- What this task involves -
Can you give the records below as a Markdown table with the columns "Index" and "Content", numbering each line and leaving out blank lines?

━━ Material for the task ━━

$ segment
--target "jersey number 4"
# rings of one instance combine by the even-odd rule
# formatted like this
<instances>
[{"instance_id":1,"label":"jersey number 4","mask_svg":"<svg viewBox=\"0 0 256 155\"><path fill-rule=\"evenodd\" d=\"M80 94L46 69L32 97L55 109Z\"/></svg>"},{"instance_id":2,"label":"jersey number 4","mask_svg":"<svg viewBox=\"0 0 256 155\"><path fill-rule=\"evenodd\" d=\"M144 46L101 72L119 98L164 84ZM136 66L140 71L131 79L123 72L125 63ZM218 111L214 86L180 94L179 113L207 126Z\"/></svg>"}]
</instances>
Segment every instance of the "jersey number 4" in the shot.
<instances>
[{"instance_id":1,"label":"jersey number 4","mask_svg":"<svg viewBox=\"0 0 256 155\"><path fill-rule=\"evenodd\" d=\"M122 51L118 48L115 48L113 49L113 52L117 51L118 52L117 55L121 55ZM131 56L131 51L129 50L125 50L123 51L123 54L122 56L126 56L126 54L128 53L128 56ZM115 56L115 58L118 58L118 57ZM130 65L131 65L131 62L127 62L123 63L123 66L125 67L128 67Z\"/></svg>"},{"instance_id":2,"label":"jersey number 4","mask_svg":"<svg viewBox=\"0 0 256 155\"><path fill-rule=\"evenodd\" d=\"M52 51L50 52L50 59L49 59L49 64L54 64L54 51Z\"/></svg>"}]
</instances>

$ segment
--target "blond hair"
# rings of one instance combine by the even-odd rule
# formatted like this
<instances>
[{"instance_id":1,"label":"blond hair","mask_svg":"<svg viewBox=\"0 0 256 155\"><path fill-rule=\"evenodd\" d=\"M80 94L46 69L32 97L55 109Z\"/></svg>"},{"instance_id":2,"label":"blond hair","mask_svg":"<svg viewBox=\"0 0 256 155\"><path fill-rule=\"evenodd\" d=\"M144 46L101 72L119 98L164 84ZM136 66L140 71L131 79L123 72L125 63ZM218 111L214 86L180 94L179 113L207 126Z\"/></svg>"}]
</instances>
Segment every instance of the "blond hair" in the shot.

━━━

- Response to the exercise -
| Index | Content |
|---|---|
| 1 | $ segment |
| 2 | --target "jersey number 4" |
| 3 | # rings of one instance combine by the even-odd rule |
| 4 | # formatted like this |
| 5 | <instances> |
| 6 | [{"instance_id":1,"label":"jersey number 4","mask_svg":"<svg viewBox=\"0 0 256 155\"><path fill-rule=\"evenodd\" d=\"M80 94L46 69L32 97L55 109Z\"/></svg>"},{"instance_id":2,"label":"jersey number 4","mask_svg":"<svg viewBox=\"0 0 256 155\"><path fill-rule=\"evenodd\" d=\"M144 46L101 72L119 98L164 84ZM136 66L140 71L131 79L123 72L125 63ZM218 111L214 86L180 94L179 113L207 126Z\"/></svg>"}] |
| 7 | </instances> |
| 8 | Segment every instance of the "jersey number 4" in the shot. |
| 9 | <instances> |
| 10 | [{"instance_id":1,"label":"jersey number 4","mask_svg":"<svg viewBox=\"0 0 256 155\"><path fill-rule=\"evenodd\" d=\"M122 51L118 48L115 48L113 49L113 52L117 51L118 52L117 55L121 55ZM131 56L131 51L129 50L125 50L123 51L123 54L122 56L126 56L126 54L128 53L128 56ZM115 56L115 58L118 58L118 57ZM130 65L131 65L131 62L127 62L123 63L123 66L125 67L128 67Z\"/></svg>"},{"instance_id":2,"label":"jersey number 4","mask_svg":"<svg viewBox=\"0 0 256 155\"><path fill-rule=\"evenodd\" d=\"M52 51L50 52L50 59L49 59L49 64L54 64L54 51Z\"/></svg>"}] |
| 11 | </instances> |
| 12 | $ segment |
| 13 | --target "blond hair" |
| 14 | # rings of one instance combine by the even-odd rule |
| 15 | # formatted like this |
| 16 | <instances> |
| 17 | [{"instance_id":1,"label":"blond hair","mask_svg":"<svg viewBox=\"0 0 256 155\"><path fill-rule=\"evenodd\" d=\"M80 94L46 69L32 97L55 109Z\"/></svg>"},{"instance_id":2,"label":"blond hair","mask_svg":"<svg viewBox=\"0 0 256 155\"><path fill-rule=\"evenodd\" d=\"M144 46L101 72L119 98L164 84ZM136 66L140 71L131 79L123 72L125 63ZM218 111L214 86L180 94L179 113L207 126Z\"/></svg>"}] |
| 18 | </instances> |
| 19 | Segment every instance of the "blond hair" in the shot. |